DIRECTIONS:
a – Please answer from the report on the camp blast near Yola: what toll did Adamawa state police spokesman Othman Abubakar give at first?
b – Resume the report on the camp blast near Yola, picking up right after its final sentence.

EXERCISE TEXT:
· · ·

There was no immediate claim of responsibility but Boko Haram Islamists have previously hit "soft" civilian targets with improvised explosive devices (IEDs) or suicide attacks.
Adamawa state police spokesman Othman Abubakar initially gave a lower toll of two dead and seven injured, while the Red Cross said three had been killed and nine injured.
Suleiman Mohammed, director of response, relief and rehabilitation at the Adamawa State Emergency Management Agency (ADSEMA), told AFP five were killed and 20 injured.
The Adamawa state governor, Jibrilla Bindow, was reported as telling a meeting of northern governors that some of the many children at the camp were among the dead.
Lionel Rawlings, head of security at the American University of Nigeria (AUN), which is based in Yola, confirmed student volunteers were slightly injured by flying debris.
"None was in direct contact with the explosion but there was flying shrapnel. We dodged the bullet," he said.
Abubakar and Mohammed both said the blast was caused by an IED left by tents in the sprawling camp, which is just outside Yola to the south and near an army base.

· · ·

DATA:

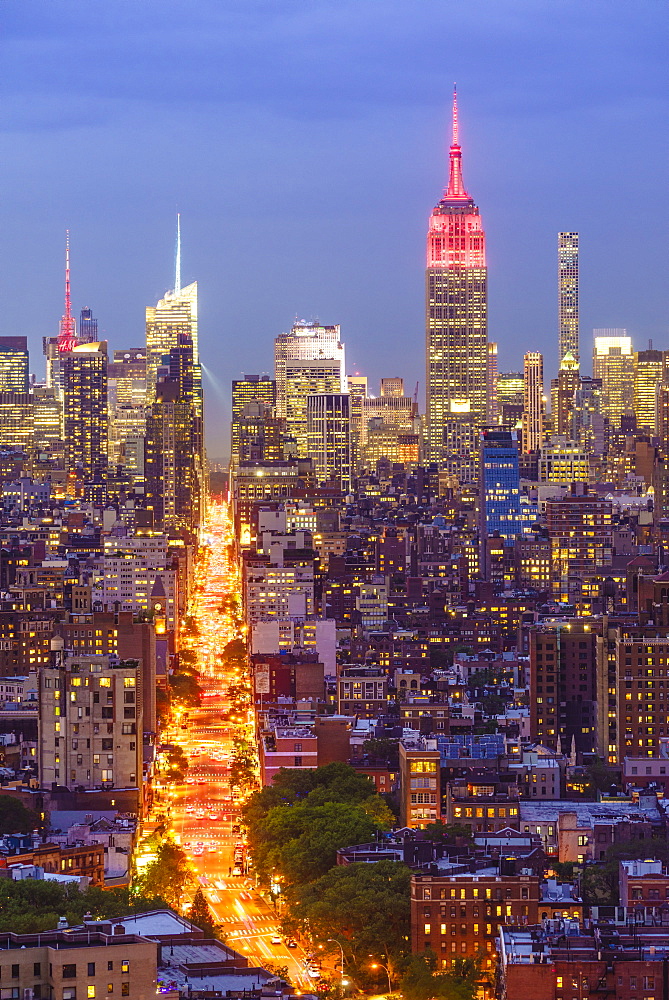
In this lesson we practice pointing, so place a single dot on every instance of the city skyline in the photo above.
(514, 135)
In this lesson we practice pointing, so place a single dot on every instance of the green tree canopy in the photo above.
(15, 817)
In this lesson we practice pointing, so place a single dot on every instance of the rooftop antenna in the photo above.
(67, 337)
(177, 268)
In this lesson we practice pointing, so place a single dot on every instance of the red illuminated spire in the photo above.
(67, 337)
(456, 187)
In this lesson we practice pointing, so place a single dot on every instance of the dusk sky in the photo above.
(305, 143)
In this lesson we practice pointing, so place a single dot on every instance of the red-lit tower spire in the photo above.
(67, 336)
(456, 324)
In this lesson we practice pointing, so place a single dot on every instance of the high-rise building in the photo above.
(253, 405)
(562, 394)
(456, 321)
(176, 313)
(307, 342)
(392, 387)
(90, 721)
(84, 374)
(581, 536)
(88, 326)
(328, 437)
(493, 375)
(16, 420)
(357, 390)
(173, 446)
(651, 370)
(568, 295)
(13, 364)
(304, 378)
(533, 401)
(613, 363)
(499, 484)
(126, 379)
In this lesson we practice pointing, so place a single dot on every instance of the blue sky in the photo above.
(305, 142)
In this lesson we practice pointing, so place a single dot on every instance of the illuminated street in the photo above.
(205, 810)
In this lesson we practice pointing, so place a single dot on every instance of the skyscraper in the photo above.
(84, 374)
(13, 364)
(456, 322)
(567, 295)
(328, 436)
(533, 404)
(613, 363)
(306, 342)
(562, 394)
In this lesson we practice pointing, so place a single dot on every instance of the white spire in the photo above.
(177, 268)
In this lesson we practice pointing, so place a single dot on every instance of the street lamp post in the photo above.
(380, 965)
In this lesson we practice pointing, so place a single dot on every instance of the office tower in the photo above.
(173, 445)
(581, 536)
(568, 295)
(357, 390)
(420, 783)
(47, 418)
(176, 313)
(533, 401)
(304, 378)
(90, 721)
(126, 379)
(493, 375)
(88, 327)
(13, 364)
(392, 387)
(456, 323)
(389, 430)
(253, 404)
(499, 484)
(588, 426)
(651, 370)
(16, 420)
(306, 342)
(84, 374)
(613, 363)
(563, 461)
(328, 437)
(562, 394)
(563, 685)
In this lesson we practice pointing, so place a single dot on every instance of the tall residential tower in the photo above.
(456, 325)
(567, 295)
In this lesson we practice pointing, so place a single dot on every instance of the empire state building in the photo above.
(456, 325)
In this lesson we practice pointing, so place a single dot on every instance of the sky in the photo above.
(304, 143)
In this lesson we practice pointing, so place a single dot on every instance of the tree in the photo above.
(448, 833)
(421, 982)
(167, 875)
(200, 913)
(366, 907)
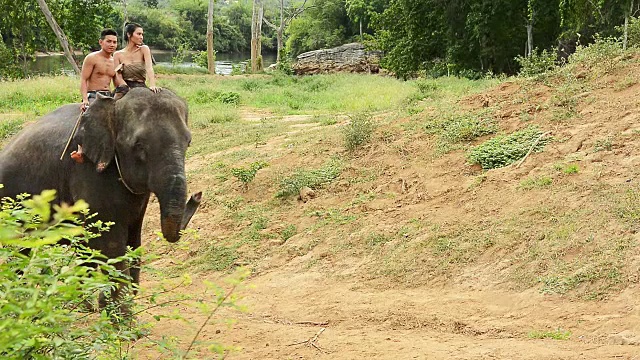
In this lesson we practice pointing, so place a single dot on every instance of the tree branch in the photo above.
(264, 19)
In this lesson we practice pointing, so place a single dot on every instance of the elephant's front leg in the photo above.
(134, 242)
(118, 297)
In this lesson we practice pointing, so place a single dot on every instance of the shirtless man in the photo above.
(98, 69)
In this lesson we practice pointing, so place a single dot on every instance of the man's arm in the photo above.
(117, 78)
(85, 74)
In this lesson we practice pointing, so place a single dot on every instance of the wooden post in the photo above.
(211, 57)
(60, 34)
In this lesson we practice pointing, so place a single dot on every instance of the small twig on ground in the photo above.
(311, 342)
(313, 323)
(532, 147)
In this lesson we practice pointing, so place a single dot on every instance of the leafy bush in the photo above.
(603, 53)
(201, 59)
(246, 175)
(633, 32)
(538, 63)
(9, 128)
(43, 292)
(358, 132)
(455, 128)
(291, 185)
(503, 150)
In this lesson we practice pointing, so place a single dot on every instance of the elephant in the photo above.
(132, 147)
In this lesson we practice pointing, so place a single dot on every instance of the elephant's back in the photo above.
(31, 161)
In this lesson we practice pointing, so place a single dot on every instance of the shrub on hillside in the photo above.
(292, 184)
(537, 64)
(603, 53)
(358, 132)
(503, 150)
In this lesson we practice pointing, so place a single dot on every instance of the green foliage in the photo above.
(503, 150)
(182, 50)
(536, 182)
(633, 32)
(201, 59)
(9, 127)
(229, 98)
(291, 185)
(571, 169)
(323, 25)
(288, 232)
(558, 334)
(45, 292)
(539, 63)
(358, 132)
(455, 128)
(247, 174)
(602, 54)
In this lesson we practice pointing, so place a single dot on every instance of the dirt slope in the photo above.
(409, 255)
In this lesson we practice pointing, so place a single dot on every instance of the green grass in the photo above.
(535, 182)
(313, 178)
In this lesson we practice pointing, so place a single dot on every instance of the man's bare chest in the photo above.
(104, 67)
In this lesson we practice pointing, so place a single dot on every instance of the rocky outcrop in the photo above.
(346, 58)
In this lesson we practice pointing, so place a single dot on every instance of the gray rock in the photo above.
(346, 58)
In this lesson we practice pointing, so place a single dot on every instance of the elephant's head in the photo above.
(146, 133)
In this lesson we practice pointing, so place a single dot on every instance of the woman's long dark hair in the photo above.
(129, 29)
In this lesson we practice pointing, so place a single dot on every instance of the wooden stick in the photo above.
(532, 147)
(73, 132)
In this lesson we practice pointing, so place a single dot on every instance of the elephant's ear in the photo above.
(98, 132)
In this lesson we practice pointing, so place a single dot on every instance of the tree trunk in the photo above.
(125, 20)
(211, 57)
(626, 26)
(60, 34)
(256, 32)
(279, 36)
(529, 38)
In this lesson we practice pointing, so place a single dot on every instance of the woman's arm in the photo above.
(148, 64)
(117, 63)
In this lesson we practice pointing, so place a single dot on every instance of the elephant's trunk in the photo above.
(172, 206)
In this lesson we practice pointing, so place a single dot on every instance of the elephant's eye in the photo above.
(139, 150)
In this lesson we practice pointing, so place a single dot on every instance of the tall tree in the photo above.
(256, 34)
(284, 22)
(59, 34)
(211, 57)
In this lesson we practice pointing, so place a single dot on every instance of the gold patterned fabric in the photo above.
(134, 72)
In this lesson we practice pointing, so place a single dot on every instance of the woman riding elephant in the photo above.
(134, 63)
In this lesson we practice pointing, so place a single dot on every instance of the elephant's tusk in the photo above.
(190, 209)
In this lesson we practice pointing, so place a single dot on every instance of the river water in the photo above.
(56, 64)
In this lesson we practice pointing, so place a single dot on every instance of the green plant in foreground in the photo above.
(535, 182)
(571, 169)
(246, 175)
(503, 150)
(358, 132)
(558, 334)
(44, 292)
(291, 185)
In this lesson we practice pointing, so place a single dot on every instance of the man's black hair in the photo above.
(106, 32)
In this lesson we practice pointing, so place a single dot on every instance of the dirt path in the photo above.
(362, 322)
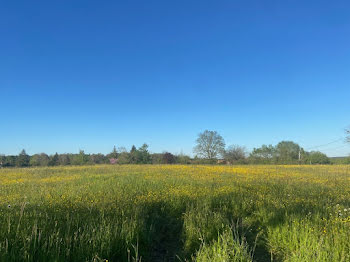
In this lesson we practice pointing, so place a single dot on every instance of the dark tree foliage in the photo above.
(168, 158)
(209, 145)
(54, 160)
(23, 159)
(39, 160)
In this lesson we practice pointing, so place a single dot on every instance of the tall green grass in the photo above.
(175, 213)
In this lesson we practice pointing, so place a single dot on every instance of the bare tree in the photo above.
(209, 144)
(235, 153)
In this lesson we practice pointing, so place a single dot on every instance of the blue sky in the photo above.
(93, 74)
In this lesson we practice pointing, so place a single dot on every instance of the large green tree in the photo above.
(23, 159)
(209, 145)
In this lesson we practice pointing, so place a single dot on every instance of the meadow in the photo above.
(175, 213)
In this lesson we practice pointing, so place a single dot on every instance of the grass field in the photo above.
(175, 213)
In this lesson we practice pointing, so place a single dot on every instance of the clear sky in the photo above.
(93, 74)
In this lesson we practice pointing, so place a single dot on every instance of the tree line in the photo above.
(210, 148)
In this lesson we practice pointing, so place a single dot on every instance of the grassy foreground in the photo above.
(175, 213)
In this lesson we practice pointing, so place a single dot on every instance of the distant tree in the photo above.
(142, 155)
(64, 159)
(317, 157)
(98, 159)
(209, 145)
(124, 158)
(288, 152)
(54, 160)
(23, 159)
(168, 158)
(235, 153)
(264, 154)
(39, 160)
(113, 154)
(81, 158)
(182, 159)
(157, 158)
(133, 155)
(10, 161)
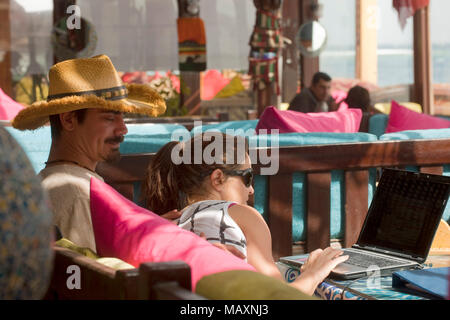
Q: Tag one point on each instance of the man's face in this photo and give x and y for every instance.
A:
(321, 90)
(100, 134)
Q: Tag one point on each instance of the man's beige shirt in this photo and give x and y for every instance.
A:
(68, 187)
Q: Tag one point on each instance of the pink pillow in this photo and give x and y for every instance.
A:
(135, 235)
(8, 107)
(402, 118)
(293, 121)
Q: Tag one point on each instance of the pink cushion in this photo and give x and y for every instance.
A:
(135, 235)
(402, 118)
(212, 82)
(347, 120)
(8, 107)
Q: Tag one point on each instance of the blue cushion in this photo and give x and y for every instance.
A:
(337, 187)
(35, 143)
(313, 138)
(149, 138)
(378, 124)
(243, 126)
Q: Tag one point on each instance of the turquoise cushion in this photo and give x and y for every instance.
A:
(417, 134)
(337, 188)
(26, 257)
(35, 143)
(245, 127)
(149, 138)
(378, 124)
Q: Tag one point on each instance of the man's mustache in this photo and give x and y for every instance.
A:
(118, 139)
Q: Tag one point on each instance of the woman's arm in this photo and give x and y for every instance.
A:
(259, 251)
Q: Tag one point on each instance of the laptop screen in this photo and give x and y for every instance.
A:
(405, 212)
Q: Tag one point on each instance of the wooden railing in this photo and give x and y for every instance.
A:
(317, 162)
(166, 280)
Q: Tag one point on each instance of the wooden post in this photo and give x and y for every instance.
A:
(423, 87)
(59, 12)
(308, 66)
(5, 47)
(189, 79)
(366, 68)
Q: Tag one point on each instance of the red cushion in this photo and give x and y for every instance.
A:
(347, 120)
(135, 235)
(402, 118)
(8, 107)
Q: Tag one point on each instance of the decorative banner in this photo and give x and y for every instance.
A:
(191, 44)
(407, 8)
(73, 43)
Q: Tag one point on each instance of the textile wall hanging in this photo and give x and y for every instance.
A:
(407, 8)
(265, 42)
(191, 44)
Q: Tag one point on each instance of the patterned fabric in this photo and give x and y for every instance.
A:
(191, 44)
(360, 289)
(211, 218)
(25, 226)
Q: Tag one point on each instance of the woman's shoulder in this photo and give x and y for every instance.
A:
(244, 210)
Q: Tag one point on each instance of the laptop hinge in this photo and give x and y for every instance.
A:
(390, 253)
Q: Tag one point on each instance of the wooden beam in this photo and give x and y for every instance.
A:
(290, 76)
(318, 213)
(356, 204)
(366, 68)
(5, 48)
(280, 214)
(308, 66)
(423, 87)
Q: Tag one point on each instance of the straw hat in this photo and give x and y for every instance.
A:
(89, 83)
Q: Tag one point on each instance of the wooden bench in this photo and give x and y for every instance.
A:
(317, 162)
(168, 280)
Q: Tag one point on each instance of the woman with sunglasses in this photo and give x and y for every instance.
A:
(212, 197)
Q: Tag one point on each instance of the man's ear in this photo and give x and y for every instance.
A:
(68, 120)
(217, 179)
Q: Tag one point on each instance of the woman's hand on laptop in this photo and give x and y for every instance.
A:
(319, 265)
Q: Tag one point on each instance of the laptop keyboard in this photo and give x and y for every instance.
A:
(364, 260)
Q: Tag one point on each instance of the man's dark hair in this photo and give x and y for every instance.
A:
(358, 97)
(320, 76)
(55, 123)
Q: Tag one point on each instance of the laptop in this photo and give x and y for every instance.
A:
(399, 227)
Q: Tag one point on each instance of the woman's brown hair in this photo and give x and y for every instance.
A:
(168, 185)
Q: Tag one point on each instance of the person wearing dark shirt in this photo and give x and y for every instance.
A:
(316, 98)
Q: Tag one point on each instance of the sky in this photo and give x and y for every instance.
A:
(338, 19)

· · ·

EXERCISE RESPONSES:
a – Two dead and seven injured.

b –
Security had been tight after hundreds of women and children held hostage by Boko Haram were brought to the camp after they were rescued by the military earlier this year.
Armed soldiers manned the gates and carried out checks on vehicles and passengers, AFP reporters witnessed on a visit to the camp in May.
"Our men are there," said Abubakar. "They are trying to find if there are any other explosives."
Yola has been seen as a relative safe haven from the violence and last year its population more than doubled in size to about 400,000 as those made homeless flocked to the city.
Many of the displaced were housed at state-run camps or stayed with relatives and friends.
Nigeria's former vice-president Atiku Abubakar, who founded the AUN and is from Yola, said in a series of tweets that he was "deeply saddened" by the bombing.